GOAL: Copy the material starting at the line containing "Give the mask of every instance of the stone" and ending at the line containing "M443 340L440 341L440", switching "red glove" to "red mitten" and leaving everything else as it is.

Records:
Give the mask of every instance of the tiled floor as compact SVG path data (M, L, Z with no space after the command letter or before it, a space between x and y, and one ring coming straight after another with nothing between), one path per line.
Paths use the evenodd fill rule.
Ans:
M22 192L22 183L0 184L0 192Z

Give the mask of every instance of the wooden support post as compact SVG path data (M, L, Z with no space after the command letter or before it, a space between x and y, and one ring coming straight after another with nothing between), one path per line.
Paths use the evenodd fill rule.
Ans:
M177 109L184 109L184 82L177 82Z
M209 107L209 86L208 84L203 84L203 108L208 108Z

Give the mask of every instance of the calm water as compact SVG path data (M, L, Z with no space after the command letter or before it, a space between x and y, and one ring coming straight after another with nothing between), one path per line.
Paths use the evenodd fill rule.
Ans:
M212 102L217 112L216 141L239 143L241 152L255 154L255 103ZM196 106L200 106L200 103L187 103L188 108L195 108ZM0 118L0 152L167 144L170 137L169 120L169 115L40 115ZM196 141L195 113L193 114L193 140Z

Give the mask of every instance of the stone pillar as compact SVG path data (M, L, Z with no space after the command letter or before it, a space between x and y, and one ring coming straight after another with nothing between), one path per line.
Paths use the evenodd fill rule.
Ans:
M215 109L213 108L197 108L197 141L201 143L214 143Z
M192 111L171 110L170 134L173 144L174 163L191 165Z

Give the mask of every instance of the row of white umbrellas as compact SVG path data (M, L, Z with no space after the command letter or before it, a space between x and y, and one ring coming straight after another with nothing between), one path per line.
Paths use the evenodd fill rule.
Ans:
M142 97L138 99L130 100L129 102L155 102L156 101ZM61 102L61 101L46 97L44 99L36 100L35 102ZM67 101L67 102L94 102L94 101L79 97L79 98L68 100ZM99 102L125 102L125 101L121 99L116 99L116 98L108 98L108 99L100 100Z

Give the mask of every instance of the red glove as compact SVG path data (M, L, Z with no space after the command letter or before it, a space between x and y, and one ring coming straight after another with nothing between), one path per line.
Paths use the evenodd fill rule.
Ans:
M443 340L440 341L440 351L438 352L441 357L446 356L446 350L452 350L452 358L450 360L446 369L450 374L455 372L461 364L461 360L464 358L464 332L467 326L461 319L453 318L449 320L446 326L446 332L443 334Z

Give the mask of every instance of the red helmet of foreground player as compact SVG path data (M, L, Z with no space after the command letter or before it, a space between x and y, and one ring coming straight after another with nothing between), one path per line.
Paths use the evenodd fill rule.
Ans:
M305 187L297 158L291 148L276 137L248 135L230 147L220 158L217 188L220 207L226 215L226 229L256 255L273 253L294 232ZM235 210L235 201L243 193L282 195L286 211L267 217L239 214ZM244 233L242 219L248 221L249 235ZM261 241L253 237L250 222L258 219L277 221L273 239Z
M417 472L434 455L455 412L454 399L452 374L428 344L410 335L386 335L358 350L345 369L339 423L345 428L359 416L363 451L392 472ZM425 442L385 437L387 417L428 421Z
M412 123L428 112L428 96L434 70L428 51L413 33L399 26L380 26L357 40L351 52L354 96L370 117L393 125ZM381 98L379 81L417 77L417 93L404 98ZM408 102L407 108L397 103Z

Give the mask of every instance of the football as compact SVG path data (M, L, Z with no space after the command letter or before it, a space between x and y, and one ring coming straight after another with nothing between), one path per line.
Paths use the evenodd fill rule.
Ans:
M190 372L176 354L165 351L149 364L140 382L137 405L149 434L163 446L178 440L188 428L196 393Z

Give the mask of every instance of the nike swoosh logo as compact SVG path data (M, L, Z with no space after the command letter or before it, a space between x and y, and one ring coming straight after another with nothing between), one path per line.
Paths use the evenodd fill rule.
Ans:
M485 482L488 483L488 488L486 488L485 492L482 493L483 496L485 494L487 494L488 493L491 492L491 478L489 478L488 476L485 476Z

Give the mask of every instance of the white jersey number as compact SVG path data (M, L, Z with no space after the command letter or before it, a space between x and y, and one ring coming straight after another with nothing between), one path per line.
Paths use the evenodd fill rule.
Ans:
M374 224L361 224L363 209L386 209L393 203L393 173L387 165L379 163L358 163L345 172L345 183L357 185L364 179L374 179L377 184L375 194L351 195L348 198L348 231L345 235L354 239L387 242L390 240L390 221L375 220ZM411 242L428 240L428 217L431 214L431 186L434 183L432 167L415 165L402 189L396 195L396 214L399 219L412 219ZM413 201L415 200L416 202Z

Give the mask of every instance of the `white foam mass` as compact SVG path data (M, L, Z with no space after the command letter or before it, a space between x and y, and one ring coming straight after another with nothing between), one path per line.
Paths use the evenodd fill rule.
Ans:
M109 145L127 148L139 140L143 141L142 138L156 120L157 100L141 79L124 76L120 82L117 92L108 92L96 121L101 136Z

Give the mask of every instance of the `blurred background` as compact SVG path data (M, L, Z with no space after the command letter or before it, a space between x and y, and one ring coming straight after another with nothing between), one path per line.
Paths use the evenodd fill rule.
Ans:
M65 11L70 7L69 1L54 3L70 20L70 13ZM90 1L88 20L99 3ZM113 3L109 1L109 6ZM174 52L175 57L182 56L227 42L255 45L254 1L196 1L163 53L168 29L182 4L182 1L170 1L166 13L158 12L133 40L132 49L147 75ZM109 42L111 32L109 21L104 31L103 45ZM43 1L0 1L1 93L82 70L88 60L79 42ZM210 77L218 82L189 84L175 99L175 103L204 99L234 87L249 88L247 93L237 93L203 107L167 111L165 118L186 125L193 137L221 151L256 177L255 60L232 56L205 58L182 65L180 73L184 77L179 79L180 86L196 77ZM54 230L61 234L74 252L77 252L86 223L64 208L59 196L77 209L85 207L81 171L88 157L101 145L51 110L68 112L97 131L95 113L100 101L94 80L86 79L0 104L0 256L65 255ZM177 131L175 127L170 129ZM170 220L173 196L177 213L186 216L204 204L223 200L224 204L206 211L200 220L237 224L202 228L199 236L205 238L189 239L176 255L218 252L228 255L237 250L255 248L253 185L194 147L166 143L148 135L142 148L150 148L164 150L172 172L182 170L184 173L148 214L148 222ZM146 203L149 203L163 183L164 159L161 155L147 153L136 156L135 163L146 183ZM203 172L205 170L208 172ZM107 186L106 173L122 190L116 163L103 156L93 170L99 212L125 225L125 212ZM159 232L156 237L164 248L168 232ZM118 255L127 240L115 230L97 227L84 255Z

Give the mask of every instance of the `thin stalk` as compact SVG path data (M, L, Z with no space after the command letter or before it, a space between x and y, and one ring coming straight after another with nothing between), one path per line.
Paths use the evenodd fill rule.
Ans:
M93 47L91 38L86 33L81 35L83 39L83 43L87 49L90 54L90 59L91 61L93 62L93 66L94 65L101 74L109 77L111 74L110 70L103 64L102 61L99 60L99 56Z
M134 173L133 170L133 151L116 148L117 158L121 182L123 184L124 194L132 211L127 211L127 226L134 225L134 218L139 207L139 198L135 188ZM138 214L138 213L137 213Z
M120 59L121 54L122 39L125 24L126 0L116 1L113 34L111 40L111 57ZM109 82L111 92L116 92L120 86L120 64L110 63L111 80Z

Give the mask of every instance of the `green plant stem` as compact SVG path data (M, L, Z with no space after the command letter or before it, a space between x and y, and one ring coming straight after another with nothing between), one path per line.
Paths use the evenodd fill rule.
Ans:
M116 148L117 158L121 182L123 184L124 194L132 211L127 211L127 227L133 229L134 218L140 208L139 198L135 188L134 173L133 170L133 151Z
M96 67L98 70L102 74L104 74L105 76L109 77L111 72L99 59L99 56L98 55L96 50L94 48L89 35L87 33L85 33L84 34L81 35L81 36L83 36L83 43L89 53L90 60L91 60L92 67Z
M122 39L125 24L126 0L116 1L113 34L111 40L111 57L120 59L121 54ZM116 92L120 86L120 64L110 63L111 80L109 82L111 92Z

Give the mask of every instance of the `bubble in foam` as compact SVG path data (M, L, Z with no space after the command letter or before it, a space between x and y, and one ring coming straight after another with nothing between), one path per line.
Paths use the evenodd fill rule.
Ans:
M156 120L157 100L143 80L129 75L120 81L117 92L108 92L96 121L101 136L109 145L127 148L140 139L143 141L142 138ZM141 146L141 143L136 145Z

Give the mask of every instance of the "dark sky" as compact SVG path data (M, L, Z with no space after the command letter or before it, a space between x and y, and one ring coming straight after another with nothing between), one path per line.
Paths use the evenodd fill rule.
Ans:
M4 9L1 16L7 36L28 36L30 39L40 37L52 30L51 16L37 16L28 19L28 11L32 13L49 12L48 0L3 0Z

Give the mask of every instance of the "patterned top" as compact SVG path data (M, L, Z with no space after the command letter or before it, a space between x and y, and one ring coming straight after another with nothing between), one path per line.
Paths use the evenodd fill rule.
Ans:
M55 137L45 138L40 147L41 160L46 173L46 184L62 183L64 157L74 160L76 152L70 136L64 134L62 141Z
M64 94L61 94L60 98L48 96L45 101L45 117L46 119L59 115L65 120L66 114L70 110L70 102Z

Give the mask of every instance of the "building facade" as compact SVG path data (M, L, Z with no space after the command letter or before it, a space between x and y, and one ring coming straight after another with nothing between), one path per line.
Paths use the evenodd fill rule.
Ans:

SOLUTION TO THE PROBLEM:
Give the mask of every instance of the stone pillar as compact SVG path data (M, L, Z with no space after the command letter or before it, a space between x and y, and one ring coming straight after another with nothing between), one path per line.
Paths use the evenodd fill rule.
Ans:
M215 109L213 108L197 108L197 141L201 143L214 143Z
M192 111L171 110L170 134L173 144L174 163L191 165Z

Give the mask of every instance of the row of white umbrellas as compact SVG path data (M, L, Z with no space after the command letter or before it, a space between x and y, and one ring coming straight after another with nothing between), one path per line.
Paths use the evenodd fill rule.
Ans:
M142 97L138 99L130 100L129 102L155 102L156 101ZM61 102L61 101L46 97L44 99L36 100L35 102ZM67 101L67 102L94 102L94 101L79 97L79 98L68 100ZM99 102L125 102L125 101L121 99L116 99L116 98L108 98L108 99L100 100Z

Give the mask of every instance of the red mitten as compact SVG path data (M, L, Z with no space after the command letter or before it, a space between x and y, and one ring coming straight after another with nothing between), one path per line.
Paths use the evenodd fill rule.
Ans:
M443 340L440 341L440 351L438 352L441 357L446 356L446 350L452 350L452 358L450 360L446 369L450 374L455 372L461 364L461 360L464 358L464 332L467 326L461 319L453 318L449 320L446 326L446 332L443 334Z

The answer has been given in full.